→ **TASK DIRECTIONS**
Count the lines in the records below that contain the string "dark", with case significant. Reply with the number only.

→ **RECORDS FOR THIS TASK**
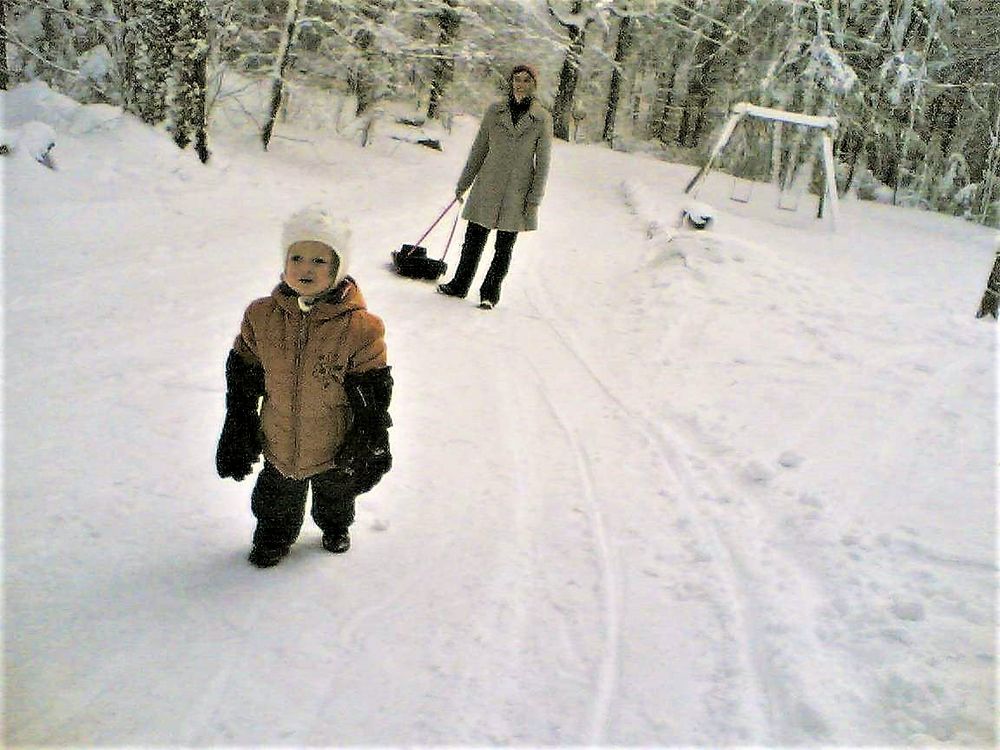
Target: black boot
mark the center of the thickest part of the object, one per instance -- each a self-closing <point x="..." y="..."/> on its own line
<point x="266" y="557"/>
<point x="337" y="541"/>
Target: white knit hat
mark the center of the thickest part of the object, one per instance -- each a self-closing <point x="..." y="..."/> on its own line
<point x="314" y="223"/>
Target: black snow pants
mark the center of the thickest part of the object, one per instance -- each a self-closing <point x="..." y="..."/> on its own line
<point x="279" y="505"/>
<point x="472" y="251"/>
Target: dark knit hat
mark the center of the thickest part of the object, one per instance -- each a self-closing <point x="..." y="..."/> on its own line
<point x="525" y="68"/>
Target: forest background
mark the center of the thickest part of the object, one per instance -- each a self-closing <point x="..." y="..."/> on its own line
<point x="913" y="83"/>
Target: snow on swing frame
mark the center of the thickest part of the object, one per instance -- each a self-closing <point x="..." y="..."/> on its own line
<point x="828" y="126"/>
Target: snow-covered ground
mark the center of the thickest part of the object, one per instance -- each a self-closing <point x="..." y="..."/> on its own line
<point x="732" y="487"/>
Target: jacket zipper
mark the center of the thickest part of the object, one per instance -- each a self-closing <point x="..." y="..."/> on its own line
<point x="300" y="345"/>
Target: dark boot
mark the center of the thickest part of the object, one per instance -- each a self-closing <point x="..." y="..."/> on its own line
<point x="472" y="251"/>
<point x="489" y="292"/>
<point x="337" y="541"/>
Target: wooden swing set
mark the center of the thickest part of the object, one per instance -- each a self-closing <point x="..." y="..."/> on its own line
<point x="826" y="125"/>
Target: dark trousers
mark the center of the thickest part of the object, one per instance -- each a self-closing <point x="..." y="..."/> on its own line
<point x="472" y="251"/>
<point x="279" y="505"/>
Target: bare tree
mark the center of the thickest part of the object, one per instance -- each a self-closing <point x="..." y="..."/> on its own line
<point x="444" y="65"/>
<point x="191" y="60"/>
<point x="4" y="76"/>
<point x="292" y="14"/>
<point x="576" y="27"/>
<point x="622" y="47"/>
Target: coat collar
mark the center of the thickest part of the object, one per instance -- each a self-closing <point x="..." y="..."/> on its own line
<point x="344" y="298"/>
<point x="534" y="112"/>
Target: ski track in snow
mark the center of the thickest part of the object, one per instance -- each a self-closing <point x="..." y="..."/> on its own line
<point x="578" y="559"/>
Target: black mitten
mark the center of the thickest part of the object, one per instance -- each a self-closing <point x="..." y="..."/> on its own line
<point x="240" y="444"/>
<point x="365" y="453"/>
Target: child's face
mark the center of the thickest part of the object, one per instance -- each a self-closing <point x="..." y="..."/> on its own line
<point x="310" y="268"/>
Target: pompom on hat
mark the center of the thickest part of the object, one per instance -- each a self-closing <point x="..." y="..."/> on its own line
<point x="314" y="223"/>
<point x="531" y="70"/>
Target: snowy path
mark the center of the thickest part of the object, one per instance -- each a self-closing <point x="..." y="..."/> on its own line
<point x="639" y="503"/>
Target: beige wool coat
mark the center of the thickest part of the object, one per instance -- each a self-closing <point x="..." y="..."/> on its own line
<point x="305" y="415"/>
<point x="507" y="168"/>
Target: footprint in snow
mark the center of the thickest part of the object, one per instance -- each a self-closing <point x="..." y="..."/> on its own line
<point x="790" y="459"/>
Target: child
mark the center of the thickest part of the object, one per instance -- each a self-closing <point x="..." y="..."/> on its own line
<point x="317" y="357"/>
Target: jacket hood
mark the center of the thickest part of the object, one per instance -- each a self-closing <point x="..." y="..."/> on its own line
<point x="340" y="299"/>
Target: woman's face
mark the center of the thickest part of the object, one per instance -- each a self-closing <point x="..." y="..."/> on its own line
<point x="522" y="85"/>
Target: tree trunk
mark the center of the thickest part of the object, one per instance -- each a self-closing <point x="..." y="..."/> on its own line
<point x="192" y="62"/>
<point x="4" y="75"/>
<point x="444" y="66"/>
<point x="988" y="304"/>
<point x="157" y="27"/>
<point x="280" y="64"/>
<point x="614" y="90"/>
<point x="990" y="191"/>
<point x="562" y="107"/>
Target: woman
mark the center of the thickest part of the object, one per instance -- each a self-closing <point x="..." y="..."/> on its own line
<point x="507" y="168"/>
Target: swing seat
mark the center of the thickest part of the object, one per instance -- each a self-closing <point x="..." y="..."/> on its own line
<point x="788" y="201"/>
<point x="741" y="191"/>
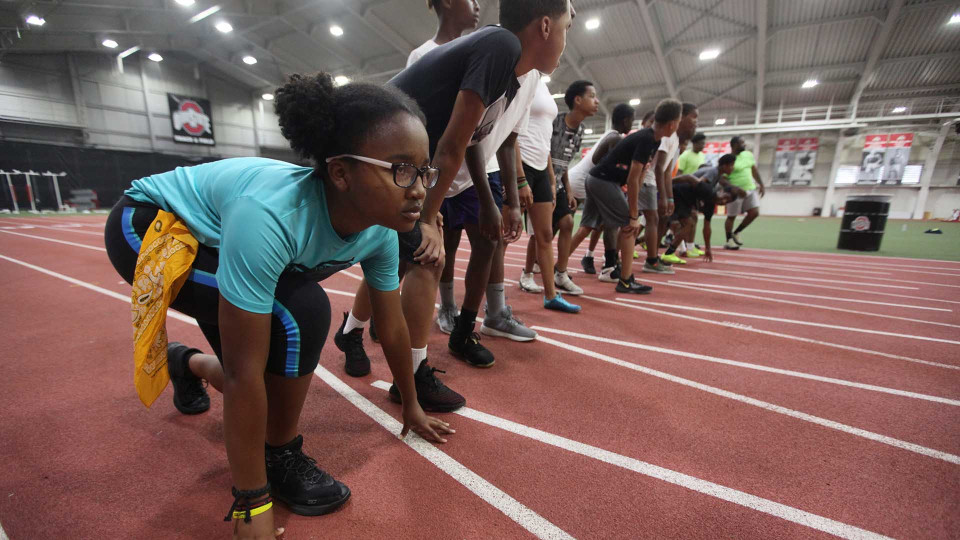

→ **PROBLEM SOLUTION**
3